>> START DATA SHOWN

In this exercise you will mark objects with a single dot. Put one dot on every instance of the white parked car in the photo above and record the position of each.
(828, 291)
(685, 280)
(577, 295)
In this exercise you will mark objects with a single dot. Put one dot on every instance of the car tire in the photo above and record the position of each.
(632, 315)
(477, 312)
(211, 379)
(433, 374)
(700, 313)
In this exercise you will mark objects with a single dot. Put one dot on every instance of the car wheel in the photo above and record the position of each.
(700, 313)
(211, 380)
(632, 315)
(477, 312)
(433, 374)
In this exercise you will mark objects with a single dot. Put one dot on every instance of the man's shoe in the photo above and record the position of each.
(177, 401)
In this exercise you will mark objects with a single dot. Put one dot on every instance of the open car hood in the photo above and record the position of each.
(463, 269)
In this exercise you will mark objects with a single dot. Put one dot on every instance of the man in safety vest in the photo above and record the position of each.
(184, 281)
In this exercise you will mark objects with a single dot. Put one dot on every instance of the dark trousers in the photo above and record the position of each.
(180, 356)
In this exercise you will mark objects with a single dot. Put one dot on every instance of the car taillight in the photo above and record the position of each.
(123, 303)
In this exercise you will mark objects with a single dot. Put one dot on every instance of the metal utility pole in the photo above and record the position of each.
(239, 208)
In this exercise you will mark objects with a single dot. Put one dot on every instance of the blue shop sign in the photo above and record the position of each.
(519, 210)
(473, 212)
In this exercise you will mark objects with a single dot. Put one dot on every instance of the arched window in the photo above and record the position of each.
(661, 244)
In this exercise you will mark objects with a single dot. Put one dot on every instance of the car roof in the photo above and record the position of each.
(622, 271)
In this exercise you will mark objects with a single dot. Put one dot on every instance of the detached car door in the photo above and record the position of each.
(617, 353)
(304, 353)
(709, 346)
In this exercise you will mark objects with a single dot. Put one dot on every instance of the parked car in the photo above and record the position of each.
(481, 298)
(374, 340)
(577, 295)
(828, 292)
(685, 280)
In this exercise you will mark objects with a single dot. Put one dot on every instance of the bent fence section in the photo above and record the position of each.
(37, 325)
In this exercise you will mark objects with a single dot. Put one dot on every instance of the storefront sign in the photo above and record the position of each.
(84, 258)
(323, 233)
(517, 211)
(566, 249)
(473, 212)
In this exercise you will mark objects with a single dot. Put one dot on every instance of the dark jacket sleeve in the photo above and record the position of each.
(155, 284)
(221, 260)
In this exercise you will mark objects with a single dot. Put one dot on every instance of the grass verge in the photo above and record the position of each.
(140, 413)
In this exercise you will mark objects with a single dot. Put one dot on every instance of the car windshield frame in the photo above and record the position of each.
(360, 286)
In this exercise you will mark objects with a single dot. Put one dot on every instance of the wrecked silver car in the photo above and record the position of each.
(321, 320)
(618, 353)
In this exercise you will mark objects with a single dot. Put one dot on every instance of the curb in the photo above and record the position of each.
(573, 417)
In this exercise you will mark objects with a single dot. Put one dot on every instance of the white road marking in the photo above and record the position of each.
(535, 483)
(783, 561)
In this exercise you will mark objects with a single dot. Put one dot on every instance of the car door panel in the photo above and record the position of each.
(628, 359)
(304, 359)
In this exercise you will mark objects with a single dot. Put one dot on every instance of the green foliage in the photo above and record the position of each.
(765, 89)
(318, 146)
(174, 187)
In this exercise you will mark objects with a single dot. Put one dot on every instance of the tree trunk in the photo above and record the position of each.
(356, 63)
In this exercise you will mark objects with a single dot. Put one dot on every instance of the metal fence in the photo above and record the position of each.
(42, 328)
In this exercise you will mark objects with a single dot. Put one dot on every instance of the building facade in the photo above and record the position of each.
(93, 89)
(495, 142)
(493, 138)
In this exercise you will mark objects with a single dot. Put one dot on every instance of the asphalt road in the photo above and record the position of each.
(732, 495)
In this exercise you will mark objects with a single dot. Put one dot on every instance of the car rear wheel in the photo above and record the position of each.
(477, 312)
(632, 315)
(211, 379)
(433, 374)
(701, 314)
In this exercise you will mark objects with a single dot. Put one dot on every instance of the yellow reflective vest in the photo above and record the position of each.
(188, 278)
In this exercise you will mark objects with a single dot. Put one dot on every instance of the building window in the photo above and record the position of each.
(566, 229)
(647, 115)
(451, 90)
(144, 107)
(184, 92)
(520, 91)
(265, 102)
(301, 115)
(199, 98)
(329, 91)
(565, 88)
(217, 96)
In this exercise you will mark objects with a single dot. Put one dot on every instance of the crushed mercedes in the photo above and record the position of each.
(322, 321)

>> END DATA SHOWN

WHAT THIS TASK INVOLVES: Repeat all of the lines above word for word, without changing anything.

THE REPLY:
In this exercise you will mark objects with a single dot. Put one dot on every instance of the white parked car in the photo above and record the position of each.
(828, 291)
(685, 280)
(577, 295)
In this exercise you will mark objects with a single dot. Put one dot on every instance of the car tire in the photo above and record the position of each.
(632, 315)
(477, 312)
(211, 379)
(433, 374)
(700, 313)
In this exercise you will mark objects with a single dot. Put one dot on every instance of the car wheel in the photo above and record the position of each.
(700, 313)
(211, 380)
(632, 315)
(477, 312)
(433, 374)
In this exercise you will mark objects with a single dot. Put one dot on every instance of the man's shoe in the photo above and record the position of each.
(177, 401)
In this exercise you will mark objects with a single dot. Put one dot on every instance of the open car hood in the photo above and record the position of each.
(463, 269)
In this exercise you will mark objects with a single dot. Put one dot on every instance of the man in safety vest in the photo above and record the position of each.
(184, 281)
In this exercise you will mark objects with a single dot. Put one dot on every instance of the dark trousers in the photo above and record the position of each.
(180, 356)
In this exercise you will mark objects with a single dot. Put one dot on every instance of the car taillight in the photo above and record the position of each.
(123, 303)
In this exercise you will mark objects with a single dot. Put one dot on every instance of the metal utility pole in the photo above and record the position of each.
(239, 208)
In this exercise you will mark objects with a single dot. Put one dot on every instance of the blue shop sign in the photo above and record the position of each.
(519, 210)
(473, 212)
In this exercise you will mark objects with a single dot. Put one dot on every instance of the arched window in the photo above and record the position of each.
(661, 244)
In this exercise you will mark objects with a single dot. Put one dot on every instance of the car roof in the photo above and record the position of each.
(622, 271)
In this exercise you will mark objects with a single dot. Put one dot on every instance of the detached car door in the photo above and record the position of each.
(617, 353)
(304, 353)
(709, 346)
In this exercise you will mark objects with a single dot. Put one dot on every instance of the parked car in the photo above and record the position of each.
(481, 298)
(374, 340)
(577, 295)
(828, 292)
(685, 280)
In this exercise you will mark objects with a single dot. Put one dot on every instance of the bent fence section in the photo above and record the position of each.
(37, 325)
In this exercise you will mark objects with a single dot. Put one dot on every instance of the storefront sign in the photo above and record the position of each.
(84, 258)
(323, 233)
(517, 211)
(566, 249)
(473, 212)
In this exercise you will mark objects with a single dot. Put one dot on every instance of the dark jacket sleeve in the photo above and record the position of each.
(155, 284)
(221, 260)
In this exercise you will mark objects with a single dot. Put one dot on every instance of the grass verge in the photo above and record the position of each.
(140, 413)
In this exercise you will mark objects with a single dot. Put one dot on every instance of the car windshield frame in the photo above and record the position of each.
(360, 286)
In this exercise you will mark objects with a single dot. Put one dot on every instance of the wrecked silver car in the photo above and record the position of each.
(321, 320)
(618, 353)
In this exercise you will mark objects with a single dot. Put one dot on every instance of the curb in the photo above and record the position of each.
(573, 417)
In this exercise you will mark objects with a single dot. Put one dot on every instance of the white road marking in the photo above and record the position of each.
(535, 483)
(783, 561)
In this exercise you will mark objects with a single dot. Put one dot on every instance of the car door panel in the photo above and record the position of each.
(628, 359)
(304, 359)
In this exercise you will mark objects with a single dot. Put one dot on every instance of the green foliage in the photo above and record the position of each.
(765, 89)
(318, 146)
(174, 187)
In this exercise you will mark objects with a single dot. Put one dot on every instance of the tree trunk in the photo above and record the position of each.
(356, 63)
In this exercise you will mark objects with a single dot. Put one dot on every instance of the metal fence in the photo above and record the position of each.
(42, 328)
In this exercise you will mark objects with a single dot. Put one dot on every instance of the building facade in the photo above and record the position of each.
(93, 89)
(495, 142)
(493, 138)
In this exercise you will mark objects with a single dot. Put one dot on every instance of the asphalt road in the photo above and record the position of each.
(732, 495)
In this exercise you will mark objects with a single dot. Put one dot on every instance of the car rear wheel in the photo above and record the position of each.
(477, 312)
(632, 315)
(211, 379)
(433, 374)
(701, 314)
In this exercise you will mark objects with a single dot. Put one dot on every instance of the yellow reflective vest in the photo above and record the position of each.
(188, 278)
In this exercise you will mark objects with a single dot. Put one dot on every instance of the building window in the photo above and record the position of each.
(566, 229)
(647, 115)
(451, 90)
(144, 107)
(184, 92)
(520, 91)
(265, 102)
(301, 115)
(199, 98)
(329, 91)
(565, 88)
(217, 96)
In this exercise you will mark objects with a single dot. Put one dot on every instance of the crushed mercedes in the photo above and record the position of each.
(322, 321)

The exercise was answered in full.